§ TASK DIRECTIONS
Pick out every line in the rows below that contains the word "road", and copy each of those lines.
[START OF INPUT MATERIAL]
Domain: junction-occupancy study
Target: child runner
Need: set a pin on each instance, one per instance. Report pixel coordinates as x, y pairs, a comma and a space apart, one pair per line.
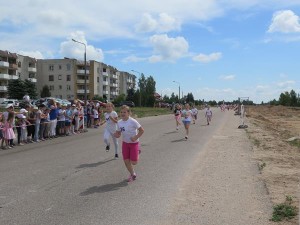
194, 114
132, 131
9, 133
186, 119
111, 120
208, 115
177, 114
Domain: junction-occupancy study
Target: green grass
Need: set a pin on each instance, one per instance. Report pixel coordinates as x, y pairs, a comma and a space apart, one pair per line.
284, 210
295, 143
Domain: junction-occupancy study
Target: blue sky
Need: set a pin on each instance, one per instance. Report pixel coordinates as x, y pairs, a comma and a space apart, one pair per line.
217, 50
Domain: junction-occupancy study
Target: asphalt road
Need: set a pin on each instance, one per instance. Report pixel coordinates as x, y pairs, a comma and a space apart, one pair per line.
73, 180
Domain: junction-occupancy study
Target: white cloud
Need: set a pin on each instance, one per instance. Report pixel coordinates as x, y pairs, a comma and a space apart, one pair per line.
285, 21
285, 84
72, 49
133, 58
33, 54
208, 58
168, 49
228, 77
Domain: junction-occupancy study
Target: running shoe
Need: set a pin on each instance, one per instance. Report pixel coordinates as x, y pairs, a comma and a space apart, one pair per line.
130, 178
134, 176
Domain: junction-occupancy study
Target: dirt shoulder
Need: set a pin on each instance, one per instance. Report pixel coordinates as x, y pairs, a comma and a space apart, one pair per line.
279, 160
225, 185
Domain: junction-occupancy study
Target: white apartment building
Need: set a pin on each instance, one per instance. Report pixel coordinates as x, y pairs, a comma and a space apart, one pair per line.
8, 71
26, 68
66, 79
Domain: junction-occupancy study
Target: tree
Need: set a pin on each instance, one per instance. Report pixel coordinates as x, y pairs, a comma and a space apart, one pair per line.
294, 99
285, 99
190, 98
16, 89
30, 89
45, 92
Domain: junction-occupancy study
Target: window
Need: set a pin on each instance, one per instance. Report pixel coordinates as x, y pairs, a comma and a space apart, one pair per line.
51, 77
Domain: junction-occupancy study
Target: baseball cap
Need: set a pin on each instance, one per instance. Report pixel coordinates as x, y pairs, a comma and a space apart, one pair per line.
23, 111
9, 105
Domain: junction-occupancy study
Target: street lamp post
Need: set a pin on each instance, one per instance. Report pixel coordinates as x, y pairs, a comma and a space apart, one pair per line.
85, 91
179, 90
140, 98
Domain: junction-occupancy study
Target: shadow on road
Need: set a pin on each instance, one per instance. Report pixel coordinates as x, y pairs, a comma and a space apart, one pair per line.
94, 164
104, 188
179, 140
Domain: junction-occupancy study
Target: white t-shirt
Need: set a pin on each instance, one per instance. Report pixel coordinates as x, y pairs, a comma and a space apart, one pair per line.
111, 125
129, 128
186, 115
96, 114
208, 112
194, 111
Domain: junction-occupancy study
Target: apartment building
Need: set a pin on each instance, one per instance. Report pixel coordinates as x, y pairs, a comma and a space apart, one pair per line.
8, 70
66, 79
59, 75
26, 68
[END OF INPUT MATERIAL]
[START OF INPUT MATERIAL]
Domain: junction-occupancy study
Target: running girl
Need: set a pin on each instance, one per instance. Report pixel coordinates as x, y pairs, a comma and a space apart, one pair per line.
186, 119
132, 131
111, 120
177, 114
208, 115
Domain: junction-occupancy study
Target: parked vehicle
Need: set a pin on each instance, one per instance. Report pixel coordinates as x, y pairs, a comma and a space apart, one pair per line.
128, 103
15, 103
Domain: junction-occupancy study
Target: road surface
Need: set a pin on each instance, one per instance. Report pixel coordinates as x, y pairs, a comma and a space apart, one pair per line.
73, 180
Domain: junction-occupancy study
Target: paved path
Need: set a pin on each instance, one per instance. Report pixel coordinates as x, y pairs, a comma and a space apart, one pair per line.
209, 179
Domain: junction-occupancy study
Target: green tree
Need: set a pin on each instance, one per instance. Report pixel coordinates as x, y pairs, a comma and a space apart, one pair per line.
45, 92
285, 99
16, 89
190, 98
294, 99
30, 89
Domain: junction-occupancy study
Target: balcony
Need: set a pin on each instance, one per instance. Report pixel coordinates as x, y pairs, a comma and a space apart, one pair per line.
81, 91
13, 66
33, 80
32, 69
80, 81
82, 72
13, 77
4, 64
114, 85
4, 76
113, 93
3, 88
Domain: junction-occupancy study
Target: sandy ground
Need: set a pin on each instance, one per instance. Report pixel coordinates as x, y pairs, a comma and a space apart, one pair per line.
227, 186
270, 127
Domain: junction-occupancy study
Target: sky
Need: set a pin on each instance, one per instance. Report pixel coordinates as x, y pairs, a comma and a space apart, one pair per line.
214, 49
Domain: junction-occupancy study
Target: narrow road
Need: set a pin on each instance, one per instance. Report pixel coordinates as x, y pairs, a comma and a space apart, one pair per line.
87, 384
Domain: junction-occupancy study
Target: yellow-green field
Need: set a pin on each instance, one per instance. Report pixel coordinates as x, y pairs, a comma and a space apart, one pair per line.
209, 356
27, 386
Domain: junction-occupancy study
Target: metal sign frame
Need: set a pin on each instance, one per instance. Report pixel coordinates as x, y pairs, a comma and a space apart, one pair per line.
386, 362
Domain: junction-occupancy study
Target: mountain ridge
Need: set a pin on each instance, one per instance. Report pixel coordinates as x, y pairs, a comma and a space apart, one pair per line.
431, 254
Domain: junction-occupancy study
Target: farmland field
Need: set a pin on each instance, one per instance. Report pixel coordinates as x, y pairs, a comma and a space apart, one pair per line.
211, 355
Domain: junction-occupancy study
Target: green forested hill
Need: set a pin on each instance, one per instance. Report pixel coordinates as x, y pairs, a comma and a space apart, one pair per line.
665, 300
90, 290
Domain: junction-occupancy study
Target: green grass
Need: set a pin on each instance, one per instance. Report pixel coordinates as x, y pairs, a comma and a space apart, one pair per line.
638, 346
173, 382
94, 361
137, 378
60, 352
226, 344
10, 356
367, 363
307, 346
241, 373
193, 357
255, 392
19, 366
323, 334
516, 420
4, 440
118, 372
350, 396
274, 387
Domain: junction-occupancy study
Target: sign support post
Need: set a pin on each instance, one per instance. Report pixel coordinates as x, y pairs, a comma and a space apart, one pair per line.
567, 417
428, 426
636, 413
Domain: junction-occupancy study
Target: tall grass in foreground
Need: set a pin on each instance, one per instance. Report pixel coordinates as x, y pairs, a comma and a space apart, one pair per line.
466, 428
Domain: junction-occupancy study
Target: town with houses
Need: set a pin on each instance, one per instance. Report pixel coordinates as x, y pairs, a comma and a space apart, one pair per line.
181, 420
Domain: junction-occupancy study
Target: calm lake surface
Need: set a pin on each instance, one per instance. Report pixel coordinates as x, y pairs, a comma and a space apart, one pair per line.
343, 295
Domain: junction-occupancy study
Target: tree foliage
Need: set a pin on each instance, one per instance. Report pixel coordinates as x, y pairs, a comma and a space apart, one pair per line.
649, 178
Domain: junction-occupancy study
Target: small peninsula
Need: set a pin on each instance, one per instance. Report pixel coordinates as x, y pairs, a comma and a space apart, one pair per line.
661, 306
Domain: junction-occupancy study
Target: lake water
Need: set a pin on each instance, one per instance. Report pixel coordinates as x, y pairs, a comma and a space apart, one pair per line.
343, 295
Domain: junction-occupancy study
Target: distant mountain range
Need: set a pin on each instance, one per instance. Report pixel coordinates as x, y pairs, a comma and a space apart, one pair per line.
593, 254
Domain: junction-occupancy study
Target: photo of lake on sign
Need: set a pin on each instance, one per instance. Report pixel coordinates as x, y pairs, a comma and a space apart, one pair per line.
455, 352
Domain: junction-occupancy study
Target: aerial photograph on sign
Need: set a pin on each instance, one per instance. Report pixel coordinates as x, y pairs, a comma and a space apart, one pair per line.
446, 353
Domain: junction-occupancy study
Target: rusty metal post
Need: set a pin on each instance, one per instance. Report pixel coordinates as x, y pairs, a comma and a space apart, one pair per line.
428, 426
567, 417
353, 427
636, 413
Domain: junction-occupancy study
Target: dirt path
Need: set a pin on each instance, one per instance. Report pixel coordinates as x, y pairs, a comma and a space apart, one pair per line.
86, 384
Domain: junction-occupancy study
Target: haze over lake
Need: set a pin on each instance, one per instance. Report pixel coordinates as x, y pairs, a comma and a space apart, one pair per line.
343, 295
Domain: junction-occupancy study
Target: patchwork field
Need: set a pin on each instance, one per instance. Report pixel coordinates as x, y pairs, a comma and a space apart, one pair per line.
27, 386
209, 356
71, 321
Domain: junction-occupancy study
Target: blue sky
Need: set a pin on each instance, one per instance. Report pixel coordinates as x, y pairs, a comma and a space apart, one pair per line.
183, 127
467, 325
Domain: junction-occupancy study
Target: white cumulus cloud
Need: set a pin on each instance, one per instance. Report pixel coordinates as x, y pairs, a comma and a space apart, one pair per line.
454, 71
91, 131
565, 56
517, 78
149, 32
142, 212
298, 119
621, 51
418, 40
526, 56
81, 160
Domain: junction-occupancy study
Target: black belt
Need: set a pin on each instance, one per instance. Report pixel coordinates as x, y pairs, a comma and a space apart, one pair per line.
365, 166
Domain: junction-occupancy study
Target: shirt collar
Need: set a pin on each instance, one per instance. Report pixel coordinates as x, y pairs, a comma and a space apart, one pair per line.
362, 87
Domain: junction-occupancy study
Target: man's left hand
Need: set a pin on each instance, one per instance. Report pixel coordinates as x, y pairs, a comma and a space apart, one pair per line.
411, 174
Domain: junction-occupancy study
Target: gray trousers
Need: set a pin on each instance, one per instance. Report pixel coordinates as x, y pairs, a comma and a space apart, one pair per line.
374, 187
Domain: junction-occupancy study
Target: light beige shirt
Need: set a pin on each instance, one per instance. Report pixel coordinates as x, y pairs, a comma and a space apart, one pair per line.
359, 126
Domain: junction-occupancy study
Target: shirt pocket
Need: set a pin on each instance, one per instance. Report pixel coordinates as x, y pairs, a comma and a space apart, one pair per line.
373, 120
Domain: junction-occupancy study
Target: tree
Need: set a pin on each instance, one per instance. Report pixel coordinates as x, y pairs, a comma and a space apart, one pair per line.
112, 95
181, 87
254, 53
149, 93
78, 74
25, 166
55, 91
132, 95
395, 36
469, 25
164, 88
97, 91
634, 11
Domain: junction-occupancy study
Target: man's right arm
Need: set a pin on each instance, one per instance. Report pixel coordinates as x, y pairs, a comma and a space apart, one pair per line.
[END OF INPUT MATERIAL]
[START OF INPUT MATERIAL]
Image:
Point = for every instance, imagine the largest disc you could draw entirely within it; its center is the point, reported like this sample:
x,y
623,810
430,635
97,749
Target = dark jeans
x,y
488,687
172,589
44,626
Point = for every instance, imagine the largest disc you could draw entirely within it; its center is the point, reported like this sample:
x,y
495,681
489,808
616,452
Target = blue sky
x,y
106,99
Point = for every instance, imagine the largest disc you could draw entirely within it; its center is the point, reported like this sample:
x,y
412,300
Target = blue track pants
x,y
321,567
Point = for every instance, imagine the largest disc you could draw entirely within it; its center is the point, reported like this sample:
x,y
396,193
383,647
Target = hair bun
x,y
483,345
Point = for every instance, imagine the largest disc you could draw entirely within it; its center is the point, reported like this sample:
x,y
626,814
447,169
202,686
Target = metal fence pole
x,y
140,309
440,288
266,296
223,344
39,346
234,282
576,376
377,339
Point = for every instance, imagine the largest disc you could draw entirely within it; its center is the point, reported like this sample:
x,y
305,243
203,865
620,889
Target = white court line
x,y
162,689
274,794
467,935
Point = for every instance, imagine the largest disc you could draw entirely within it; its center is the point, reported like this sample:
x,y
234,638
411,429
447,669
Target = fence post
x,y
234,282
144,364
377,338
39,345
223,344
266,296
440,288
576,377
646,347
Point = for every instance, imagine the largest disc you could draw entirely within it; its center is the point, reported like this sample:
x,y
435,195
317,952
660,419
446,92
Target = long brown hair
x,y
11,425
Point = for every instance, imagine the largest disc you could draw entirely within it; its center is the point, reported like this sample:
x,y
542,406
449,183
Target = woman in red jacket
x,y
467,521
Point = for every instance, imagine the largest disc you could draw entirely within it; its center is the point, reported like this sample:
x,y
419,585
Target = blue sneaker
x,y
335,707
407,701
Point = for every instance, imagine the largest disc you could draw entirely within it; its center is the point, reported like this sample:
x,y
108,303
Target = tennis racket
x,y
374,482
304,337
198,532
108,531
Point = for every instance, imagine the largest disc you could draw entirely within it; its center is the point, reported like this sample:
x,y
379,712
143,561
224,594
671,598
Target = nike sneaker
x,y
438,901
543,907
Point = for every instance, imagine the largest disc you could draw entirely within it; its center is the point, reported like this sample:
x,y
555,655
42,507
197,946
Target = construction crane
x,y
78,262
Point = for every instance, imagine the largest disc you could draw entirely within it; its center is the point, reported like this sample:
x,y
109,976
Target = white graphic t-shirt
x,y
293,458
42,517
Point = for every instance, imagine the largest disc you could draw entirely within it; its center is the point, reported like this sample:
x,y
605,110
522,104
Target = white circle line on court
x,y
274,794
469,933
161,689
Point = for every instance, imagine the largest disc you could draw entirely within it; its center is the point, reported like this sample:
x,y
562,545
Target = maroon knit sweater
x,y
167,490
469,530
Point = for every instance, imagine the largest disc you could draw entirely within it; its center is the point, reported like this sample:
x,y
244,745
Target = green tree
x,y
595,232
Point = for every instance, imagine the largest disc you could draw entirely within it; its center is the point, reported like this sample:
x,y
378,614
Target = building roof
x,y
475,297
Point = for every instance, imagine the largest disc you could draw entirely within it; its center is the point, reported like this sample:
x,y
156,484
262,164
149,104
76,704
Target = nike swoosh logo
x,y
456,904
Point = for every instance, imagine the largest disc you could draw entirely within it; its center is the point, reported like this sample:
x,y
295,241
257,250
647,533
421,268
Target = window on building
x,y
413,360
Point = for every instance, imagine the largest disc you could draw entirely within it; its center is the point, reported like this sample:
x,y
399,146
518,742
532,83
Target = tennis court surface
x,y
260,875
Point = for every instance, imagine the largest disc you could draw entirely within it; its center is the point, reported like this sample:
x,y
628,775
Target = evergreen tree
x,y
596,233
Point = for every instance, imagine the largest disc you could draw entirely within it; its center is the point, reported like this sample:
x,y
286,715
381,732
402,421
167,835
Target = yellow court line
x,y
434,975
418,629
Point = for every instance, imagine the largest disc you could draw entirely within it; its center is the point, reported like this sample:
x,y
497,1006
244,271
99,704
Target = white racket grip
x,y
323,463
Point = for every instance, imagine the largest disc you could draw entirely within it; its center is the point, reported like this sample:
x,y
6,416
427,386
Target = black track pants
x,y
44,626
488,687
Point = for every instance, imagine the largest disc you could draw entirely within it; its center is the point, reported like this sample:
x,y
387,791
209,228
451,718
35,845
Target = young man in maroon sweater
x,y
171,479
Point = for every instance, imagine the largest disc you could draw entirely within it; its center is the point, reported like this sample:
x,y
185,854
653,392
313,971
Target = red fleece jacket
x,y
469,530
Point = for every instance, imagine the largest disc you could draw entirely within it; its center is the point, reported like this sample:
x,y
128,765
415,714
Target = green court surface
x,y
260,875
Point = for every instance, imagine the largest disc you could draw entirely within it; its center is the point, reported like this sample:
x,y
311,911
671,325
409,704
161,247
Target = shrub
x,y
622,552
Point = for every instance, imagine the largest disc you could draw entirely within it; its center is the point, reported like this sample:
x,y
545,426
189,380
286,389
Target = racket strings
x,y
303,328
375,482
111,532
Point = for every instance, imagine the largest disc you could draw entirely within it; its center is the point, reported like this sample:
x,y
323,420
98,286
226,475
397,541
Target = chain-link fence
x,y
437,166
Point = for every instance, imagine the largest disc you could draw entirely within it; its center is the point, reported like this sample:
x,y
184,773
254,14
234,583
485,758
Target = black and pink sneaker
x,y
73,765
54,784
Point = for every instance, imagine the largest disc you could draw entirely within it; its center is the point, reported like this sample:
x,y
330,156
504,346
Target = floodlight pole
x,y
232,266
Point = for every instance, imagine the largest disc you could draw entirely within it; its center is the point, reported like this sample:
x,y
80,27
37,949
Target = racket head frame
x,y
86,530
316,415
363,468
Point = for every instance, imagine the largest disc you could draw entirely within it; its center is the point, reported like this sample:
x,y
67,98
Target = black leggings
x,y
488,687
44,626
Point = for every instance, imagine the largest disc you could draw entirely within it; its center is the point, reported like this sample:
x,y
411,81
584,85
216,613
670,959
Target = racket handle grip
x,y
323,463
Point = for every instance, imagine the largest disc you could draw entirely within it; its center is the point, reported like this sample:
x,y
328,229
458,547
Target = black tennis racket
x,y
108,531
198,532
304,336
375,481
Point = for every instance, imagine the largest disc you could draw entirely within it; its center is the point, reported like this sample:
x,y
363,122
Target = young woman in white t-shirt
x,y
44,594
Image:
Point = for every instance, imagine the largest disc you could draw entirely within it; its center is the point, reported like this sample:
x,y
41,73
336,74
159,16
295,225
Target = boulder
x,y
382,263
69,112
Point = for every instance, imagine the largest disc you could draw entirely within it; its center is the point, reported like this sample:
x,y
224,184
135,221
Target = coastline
[END OF INPUT MATERIAL]
§ REPLY
Target: asphalt road
Target: shadow on road
Target: road surface
Target: narrow road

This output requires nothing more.